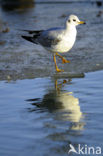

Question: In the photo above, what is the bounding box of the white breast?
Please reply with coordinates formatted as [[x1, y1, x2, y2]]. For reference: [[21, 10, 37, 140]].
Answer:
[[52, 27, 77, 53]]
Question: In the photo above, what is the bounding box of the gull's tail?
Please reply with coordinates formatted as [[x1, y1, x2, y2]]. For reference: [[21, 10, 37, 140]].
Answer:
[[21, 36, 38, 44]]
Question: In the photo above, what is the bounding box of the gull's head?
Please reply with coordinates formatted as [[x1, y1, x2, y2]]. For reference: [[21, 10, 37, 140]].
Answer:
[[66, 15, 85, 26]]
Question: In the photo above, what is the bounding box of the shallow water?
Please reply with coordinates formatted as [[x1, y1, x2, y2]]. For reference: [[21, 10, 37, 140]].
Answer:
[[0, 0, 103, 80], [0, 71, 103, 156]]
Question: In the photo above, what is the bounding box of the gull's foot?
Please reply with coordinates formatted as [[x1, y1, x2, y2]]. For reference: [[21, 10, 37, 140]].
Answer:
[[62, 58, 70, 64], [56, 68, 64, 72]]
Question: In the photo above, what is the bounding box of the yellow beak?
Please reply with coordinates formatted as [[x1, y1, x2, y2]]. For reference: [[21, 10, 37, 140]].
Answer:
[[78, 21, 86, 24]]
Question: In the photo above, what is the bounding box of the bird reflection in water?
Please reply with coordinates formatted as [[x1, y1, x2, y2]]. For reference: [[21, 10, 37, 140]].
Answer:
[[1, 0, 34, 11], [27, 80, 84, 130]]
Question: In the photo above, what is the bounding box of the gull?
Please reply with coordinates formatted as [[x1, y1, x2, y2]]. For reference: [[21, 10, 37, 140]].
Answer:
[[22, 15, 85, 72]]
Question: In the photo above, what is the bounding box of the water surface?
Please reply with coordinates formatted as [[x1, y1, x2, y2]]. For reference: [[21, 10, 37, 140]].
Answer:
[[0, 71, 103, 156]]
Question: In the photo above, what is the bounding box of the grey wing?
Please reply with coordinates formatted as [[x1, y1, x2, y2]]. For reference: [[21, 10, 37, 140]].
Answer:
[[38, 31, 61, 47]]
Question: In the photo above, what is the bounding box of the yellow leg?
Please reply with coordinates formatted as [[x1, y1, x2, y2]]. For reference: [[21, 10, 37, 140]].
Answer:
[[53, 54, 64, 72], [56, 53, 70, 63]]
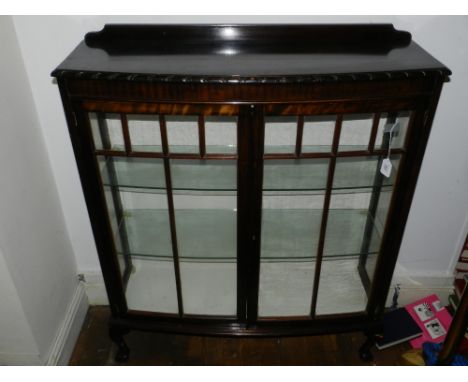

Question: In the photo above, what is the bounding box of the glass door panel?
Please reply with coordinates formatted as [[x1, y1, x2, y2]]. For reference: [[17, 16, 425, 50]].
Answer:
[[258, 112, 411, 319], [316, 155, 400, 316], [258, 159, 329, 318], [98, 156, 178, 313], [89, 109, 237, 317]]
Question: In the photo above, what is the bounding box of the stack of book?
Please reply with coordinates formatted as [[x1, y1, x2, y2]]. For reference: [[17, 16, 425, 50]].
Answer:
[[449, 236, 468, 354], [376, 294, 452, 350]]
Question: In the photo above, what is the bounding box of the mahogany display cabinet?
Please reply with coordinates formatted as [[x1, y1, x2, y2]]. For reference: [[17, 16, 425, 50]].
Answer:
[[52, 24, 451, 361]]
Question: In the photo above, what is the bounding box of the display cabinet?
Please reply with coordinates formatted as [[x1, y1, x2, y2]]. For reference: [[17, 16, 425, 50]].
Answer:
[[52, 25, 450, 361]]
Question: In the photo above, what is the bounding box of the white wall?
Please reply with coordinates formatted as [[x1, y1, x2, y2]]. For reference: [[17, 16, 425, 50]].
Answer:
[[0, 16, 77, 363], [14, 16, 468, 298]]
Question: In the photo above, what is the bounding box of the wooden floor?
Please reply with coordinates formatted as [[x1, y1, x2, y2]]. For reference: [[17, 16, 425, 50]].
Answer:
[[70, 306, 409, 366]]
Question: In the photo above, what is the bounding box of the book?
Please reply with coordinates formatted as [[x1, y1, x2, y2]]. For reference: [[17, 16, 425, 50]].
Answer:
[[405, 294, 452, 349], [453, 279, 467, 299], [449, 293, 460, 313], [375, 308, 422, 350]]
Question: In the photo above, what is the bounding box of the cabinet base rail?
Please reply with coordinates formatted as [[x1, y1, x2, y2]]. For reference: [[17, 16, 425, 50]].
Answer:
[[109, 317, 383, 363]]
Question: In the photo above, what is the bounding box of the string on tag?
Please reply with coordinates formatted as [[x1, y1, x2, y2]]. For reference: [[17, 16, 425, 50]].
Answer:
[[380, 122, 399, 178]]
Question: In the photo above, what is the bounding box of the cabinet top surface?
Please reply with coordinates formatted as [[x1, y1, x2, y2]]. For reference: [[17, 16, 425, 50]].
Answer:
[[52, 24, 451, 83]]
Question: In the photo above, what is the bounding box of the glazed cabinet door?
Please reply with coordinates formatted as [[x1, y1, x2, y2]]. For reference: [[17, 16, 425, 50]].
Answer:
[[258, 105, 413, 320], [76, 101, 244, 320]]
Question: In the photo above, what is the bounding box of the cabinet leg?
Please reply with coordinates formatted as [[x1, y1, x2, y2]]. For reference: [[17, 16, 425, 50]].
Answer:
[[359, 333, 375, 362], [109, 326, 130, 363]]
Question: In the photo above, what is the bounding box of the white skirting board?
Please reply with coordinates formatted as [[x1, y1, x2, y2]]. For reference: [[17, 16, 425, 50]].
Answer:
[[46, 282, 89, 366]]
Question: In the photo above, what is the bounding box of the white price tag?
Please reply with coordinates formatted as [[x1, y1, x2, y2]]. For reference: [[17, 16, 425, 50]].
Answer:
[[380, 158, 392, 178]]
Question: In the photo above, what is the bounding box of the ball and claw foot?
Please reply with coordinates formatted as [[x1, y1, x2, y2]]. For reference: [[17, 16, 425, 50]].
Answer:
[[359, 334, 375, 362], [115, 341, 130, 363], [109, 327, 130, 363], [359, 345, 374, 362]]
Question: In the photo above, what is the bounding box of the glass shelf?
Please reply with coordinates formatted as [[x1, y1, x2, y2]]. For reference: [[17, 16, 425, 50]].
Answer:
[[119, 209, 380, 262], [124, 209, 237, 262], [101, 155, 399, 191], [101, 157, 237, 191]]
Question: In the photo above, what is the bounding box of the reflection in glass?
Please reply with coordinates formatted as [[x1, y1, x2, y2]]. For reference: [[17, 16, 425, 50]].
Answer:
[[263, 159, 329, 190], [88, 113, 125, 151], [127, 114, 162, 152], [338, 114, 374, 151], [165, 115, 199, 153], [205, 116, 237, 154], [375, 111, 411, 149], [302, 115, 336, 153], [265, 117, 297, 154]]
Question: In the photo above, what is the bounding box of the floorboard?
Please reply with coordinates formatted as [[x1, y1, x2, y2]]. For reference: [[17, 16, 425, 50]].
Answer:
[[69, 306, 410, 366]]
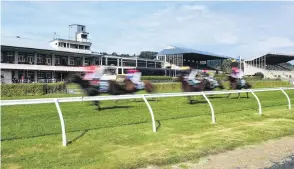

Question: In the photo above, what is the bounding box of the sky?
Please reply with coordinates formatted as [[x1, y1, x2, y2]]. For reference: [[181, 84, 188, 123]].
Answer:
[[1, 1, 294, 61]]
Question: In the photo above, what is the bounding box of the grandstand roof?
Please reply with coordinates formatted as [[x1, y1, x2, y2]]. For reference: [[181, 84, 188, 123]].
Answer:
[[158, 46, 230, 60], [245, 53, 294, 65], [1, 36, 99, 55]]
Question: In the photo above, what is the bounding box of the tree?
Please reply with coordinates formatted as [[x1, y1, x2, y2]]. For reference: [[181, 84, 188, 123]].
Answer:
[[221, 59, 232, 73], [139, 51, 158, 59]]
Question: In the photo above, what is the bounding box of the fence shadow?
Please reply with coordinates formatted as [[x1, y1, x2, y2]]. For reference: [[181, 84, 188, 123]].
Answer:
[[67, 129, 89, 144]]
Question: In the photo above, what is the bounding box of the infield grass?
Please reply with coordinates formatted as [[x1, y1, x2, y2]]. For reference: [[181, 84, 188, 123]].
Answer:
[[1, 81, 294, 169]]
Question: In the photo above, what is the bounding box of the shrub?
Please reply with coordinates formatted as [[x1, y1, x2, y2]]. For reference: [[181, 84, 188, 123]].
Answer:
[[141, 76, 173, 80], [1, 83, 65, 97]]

□ □ □ □ □

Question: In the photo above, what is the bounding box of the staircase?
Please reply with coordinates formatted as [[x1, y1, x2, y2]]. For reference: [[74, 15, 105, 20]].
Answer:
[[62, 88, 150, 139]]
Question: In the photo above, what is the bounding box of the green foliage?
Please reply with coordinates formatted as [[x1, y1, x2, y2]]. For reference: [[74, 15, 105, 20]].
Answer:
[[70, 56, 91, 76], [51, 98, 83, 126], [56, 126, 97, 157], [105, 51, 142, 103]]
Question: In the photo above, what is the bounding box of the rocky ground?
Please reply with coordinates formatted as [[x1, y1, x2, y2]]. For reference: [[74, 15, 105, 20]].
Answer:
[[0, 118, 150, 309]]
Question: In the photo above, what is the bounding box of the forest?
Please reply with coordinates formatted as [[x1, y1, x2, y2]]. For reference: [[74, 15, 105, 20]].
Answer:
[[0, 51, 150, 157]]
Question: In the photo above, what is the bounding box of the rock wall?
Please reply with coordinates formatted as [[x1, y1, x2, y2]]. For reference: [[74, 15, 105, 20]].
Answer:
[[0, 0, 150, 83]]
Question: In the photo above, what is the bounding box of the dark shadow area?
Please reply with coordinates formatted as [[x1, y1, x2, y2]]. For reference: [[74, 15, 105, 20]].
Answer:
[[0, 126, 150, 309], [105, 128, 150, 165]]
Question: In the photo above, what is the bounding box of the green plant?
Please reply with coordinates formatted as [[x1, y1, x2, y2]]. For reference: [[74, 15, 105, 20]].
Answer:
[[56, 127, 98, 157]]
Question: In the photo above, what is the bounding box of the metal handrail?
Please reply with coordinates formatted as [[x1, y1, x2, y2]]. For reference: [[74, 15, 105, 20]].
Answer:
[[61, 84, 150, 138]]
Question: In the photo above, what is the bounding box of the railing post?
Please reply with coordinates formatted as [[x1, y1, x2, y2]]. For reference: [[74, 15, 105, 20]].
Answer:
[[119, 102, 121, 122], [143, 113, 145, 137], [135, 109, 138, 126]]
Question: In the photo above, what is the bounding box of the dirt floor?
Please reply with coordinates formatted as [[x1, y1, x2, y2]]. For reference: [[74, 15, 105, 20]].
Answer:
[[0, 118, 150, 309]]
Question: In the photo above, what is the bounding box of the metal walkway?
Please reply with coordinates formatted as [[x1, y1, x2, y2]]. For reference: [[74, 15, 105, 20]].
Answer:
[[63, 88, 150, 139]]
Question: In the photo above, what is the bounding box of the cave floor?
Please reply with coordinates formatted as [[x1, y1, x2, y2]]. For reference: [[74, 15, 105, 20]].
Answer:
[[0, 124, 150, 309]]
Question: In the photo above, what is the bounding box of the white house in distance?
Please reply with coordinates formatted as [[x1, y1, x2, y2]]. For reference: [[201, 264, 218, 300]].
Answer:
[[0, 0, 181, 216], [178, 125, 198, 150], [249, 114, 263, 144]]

□ □ □ □ □

Could you copy out the entries verbatim, starting at the line that has "of the gull?" and ending after the line that has "109, 237, 317]]"? Leave out any pictures.

| ANSWER TO THIS TASK |
Question: In the photo above, what is the bounding box of the gull?
Please reply with coordinates formatted as [[x1, y1, x2, y2]]. For reference: [[21, 10, 37, 140]].
Answer:
[[22, 15, 85, 72]]
Question: In the photo above, what is the bounding box of the water surface?
Please reply with coordinates formatted as [[x1, y1, x2, y2]]. For reference: [[21, 10, 37, 140]].
Answer:
[[0, 71, 103, 156]]
Question: In the photo above, what is the bounding box of the grey wing?
Please reply with coordinates formatted as [[x1, y1, x2, y2]]. For reference: [[21, 10, 37, 140]].
Answer:
[[38, 31, 61, 47]]
Question: In the photo above, what is the bounding box of the yellow leg?
Please reply with coordinates formatted as [[x1, y1, x2, y2]]. For reference: [[21, 10, 37, 140]].
Answer:
[[53, 54, 64, 72], [56, 53, 70, 63]]

Question: In the photo above, what is the bounding box of the glass door panel?
Please reply with coordinates formatted as [[x1, y1, x2, y2]]. For reference: [[17, 16, 425, 50]].
Answer:
[[258, 112, 411, 319], [316, 155, 400, 316], [258, 159, 329, 318], [98, 156, 178, 313], [89, 109, 237, 317]]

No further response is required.